§ Work to be completed:
Copy each of the following rows without any changes.

------ Records shown

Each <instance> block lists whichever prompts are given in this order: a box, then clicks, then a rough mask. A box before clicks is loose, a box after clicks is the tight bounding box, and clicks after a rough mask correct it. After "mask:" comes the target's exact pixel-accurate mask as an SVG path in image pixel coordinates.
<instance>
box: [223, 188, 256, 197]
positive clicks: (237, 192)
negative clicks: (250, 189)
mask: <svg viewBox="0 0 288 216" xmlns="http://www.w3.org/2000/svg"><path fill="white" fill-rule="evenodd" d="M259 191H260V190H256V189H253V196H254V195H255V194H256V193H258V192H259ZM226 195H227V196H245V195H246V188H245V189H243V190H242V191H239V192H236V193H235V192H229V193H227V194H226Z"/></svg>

------------

§ The completed task:
Each <instance> block lists whichever prompts are given in this order: a box, then clicks, then a rough mask. A box before clicks is loose, a box after clicks is the tight bounding box, and clicks after a rough mask correct it. After "mask:" comes the target's exact pixel-accurate mask as an SVG path in image pixel coordinates.
<instance>
box: [223, 188, 256, 197]
positive clicks: (237, 192)
negative clicks: (250, 189)
mask: <svg viewBox="0 0 288 216" xmlns="http://www.w3.org/2000/svg"><path fill="white" fill-rule="evenodd" d="M259 191H260V190H256V189H253V196H254V195H255V194H256V193H258V192H259ZM226 195H227V196H245V195H246V188H245V189H243V190H242V191H239V192H236V193H235V192H229V193H227V194H226Z"/></svg>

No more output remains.